## TEXT EXCERPT

■ ■ ■ ■ ■ ■ ■

Now that she has achieved the women's pole-vaulting equivalent of the four-minute mile - having cleared first 4.96m, then 5.00m for her 16th and 17th world records in south London - the question is how far Isinbayeva can push up her new frontier.

"I think it's possible to make the difference between the men's and the women's world record just one metre," the world and Olympic champion ventured to suggest. With Sergei Bubka's male record at 6.15m, that would put the ultimate target of the 23-year-old Isinbayeva at 5.15m.

For the time being, though, the woman from Volgograd can bask in the satisfaction of having surmounted a peak it took the world's male vaulters until 1963 to scale. The American Brian Sternberg cleared 5.00m in Philadelphia in April that year. Three months later he broke his neck while training on a trampoline and has been paralysed ever since.

For Isinbayeva on Friday, there was the added pleasure of achieving her feat in the presence of Bubka, the Ukrain-ian whose vaulting ambition took him to a total of 35 world records. "You know, Bubka is a legend, because he was the first man over six metres," she said, "and now I am a legend too, because I am the first woman over five."

In taking her giant leap for female vaulting kind, Isinbayeva collected bonuses of around $100,000 (£57,000). "Everyone should understand Yelena is not interested in money," her manager, Pavel Voronkov, insisted. "She is not a money machine. She is a world record machine."

■ ■ ■ ■ ■ ■ ■

## GOAL A
In the pole-vaulting text, who was the first male vaulter to clear 5.00m, and in what year?

■ ■ ■ ■ ■ ■ ■

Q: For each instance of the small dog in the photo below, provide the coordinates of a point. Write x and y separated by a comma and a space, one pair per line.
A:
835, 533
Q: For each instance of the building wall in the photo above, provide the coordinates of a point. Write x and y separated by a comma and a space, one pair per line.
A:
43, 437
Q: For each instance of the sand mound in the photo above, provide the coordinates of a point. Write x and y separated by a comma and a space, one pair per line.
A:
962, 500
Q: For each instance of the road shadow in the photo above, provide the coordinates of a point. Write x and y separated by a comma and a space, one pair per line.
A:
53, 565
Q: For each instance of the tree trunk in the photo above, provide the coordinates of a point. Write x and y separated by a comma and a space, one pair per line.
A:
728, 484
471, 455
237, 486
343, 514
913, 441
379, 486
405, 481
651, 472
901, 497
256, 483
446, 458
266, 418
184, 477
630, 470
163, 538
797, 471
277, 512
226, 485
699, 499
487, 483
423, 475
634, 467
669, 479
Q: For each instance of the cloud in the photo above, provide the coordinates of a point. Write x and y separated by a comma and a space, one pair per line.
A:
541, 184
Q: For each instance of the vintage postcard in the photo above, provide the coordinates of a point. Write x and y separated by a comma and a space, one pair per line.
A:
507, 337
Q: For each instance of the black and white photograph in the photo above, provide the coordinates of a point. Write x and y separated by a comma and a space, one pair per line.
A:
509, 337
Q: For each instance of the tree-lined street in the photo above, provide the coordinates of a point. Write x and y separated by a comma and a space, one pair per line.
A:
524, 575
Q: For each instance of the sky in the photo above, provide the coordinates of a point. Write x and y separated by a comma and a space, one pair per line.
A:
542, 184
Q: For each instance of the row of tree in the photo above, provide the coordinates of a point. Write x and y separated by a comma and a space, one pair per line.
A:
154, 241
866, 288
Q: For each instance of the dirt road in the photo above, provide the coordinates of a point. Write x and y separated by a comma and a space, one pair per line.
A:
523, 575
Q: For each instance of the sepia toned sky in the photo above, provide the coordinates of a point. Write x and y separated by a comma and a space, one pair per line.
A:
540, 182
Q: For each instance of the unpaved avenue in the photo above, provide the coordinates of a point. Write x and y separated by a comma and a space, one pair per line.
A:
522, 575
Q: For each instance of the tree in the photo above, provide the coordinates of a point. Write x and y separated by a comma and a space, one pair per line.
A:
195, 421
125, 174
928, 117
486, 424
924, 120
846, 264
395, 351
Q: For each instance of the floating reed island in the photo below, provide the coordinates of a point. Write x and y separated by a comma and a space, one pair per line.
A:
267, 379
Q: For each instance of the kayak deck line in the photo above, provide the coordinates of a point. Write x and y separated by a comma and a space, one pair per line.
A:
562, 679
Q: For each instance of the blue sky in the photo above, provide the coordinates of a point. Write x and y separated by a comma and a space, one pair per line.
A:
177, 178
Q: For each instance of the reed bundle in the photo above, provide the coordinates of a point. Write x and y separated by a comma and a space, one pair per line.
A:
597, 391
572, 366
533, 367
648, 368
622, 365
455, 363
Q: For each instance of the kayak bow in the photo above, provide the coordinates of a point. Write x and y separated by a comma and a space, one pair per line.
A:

■ ■ ■ ■ ■ ■ ■

## GOAL B
Write out the records again from the line containing "Q: For each instance of the floating" up to and including the last line of the records, keeping every line, requests included. Shift each point coordinate in the answers by -66.

## OUTPUT A
Brian Sternberg, in 1963.

## OUTPUT B
Q: For each instance of the floating reed island in the photo below, provide the coordinates of a point. Write x and y separated by a comma and a space, one pair per line.
A:
201, 313
Q: For each instance of the kayak deck line in the photo above, provide the coordinates of a point. Write x and y separated by a comma and a space, one pair per line.
A:
496, 613
Q: For each instance of the blue sky in the photo above, provide the coordinates of a point. Write x and y separated by a comma and a space, one pair per line.
A:
111, 112
Q: For each instance of the reed bundle in the photo above, provide the coordinates of a point. Write x and y separated by a comma and a space, one pair per line.
A:
531, 325
506, 300
467, 301
582, 302
556, 299
389, 297
Q: For each instance of the kayak bow in the photo above, provide the coordinates of a point. Write x and y separated by a comma and a space, one pair per line.
A:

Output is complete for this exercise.